--- Start ---

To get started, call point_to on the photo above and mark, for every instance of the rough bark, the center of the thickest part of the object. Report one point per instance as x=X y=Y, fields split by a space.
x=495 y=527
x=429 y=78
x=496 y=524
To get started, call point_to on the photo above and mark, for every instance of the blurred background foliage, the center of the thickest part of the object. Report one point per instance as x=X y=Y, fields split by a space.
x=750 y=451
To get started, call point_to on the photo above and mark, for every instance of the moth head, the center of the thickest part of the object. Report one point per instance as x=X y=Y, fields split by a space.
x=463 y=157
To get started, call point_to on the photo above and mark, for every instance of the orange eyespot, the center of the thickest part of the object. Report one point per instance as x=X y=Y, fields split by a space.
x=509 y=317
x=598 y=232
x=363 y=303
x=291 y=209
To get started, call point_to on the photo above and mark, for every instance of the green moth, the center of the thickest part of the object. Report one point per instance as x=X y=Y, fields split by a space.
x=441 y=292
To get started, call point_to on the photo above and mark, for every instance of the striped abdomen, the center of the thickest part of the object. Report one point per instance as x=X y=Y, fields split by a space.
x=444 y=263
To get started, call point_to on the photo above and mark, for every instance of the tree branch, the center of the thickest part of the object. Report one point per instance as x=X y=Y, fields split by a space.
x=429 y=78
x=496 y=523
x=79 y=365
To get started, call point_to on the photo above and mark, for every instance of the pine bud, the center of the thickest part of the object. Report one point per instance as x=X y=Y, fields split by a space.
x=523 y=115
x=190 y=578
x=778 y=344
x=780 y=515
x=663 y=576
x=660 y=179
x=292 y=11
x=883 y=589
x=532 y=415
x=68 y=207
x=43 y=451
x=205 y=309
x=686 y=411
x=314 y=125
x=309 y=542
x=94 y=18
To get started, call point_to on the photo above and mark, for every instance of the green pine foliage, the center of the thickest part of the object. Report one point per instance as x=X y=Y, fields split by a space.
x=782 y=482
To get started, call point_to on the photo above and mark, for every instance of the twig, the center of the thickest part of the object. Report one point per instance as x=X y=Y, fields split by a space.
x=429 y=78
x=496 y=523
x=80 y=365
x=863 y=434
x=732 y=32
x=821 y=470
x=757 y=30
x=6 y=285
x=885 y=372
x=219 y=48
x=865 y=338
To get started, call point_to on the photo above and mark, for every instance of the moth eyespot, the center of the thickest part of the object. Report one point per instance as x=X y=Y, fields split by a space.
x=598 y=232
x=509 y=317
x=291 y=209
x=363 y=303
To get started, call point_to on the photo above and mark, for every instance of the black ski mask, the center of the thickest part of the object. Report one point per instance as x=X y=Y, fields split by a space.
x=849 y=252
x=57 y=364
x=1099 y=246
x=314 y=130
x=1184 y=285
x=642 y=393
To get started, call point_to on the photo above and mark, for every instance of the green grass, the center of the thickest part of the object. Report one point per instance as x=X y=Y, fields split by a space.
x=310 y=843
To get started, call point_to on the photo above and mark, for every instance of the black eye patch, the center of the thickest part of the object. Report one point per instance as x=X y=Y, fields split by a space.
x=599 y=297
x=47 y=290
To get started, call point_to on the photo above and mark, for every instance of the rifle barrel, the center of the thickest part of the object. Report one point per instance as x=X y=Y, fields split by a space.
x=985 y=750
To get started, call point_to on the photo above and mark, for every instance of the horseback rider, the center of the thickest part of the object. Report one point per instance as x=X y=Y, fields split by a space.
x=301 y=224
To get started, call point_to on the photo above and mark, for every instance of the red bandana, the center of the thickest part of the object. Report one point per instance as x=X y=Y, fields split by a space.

--- End ---

*WHAT IS REQUIRED*.
Print all of the rows above again, word for word, without changing anything.

*WRITTEN RESPONSE*.
To get started, call point_to on the photo above and mark, for every instance of the rough bark, the center of the thickest part of the object. Report one point per instance as x=X y=Y, fields split by a space.
x=495 y=527
x=429 y=78
x=496 y=524
To get started, call point_to on the photo above and mark, for every instance of the blurred background foliage, the center of the thickest part of the object. Report one point per instance as x=X y=Y, fields split by a space.
x=750 y=451
To get started, call point_to on the photo above and mark, for every instance of the moth head, the center of the thickest part of the object. Report one point per instance as x=X y=Y, fields split by a space.
x=463 y=157
To get started, call point_to on the photo above and mark, for every instance of the orange eyespot, the center of the thickest part of the object. Report one point per instance as x=X y=Y, fields split by a space.
x=509 y=317
x=598 y=232
x=363 y=303
x=291 y=209
To get started, call point_to on the photo above and mark, for every instance of the green moth, the center of the thickest part of the object. Report one point per instance as x=X y=Y, fields split by a space.
x=441 y=292
To get started, call point_to on the photo above and mark, for every instance of the striped abdomen, the center of the thickest part of the object. Report one point per instance as x=X y=Y, fields split by a space.
x=444 y=263
To get started, call point_to on the photo above and mark, for every instance of the tree branch, the center of the thickest part of the object. Report one point per instance as x=X y=Y, fields split by a space.
x=429 y=78
x=496 y=523
x=79 y=365
To get started, call point_to on the photo above and mark, for every instance of the pine bud, the center of the thickest part of the object. Report one point per instance as x=X y=Y, fields split by a space.
x=523 y=115
x=190 y=578
x=778 y=344
x=780 y=515
x=663 y=576
x=660 y=179
x=292 y=11
x=883 y=589
x=532 y=415
x=68 y=207
x=43 y=451
x=205 y=309
x=686 y=411
x=314 y=125
x=309 y=542
x=94 y=18
To get started, call point_to on the photo above and mark, for every instance of the green pine foliage, the center of the thickest part of the object. Report one point per instance as x=X y=Y, fields split by a space.
x=782 y=482
To get started, call point_to on the photo above and mark, for every instance of the twig, the center of the thickest part of the object. Report one point per instance as x=X y=Y, fields split by a space.
x=429 y=78
x=496 y=523
x=80 y=365
x=863 y=434
x=732 y=32
x=821 y=470
x=757 y=30
x=6 y=285
x=885 y=372
x=219 y=48
x=865 y=338
To get started, call point_to on the photo above and mark, for every instance of the moth eyespot, the center of the thickest part of the object. Report one point per instance as x=X y=Y, fields split by a space.
x=598 y=232
x=509 y=317
x=291 y=209
x=363 y=303
To get started, call point_to on the photo above and mark, for every instance of the black ski mask, the center of the thickest part of the object. Report one point per instance as x=X y=Y, fields split by a space.
x=849 y=252
x=57 y=364
x=1099 y=246
x=314 y=130
x=1184 y=285
x=642 y=393
To get started, call point_to on the photo above and mark, for every instance of the green grass, the center of the thickest part of the object. Report one point per instance as x=X y=Y, fields split by a space.
x=310 y=843
To get started, call point_to on the photo above and mark, for every instance of the black eye patch, the center of the thickest part of the object. Report one point per instance as x=X y=Y, fields split by a space.
x=599 y=297
x=47 y=290
To get started, call point_to on the photo above and mark, for every instance of the rifle barrel, the center of the thickest part of the object. Report one point per instance as x=X y=Y, fields split by a space.
x=985 y=750
To get started, call point_to on the photo above and mark, for every instance of the horseback rider, the center of the thickest part of the object. Report one point per instance as x=X y=Y, fields split by a space.
x=301 y=224
To get started, call point_to on the photo above and mark, for every instance of the red bandana, the center of the thickest part of the object. Report one point per instance as x=X y=Y, fields split by a space.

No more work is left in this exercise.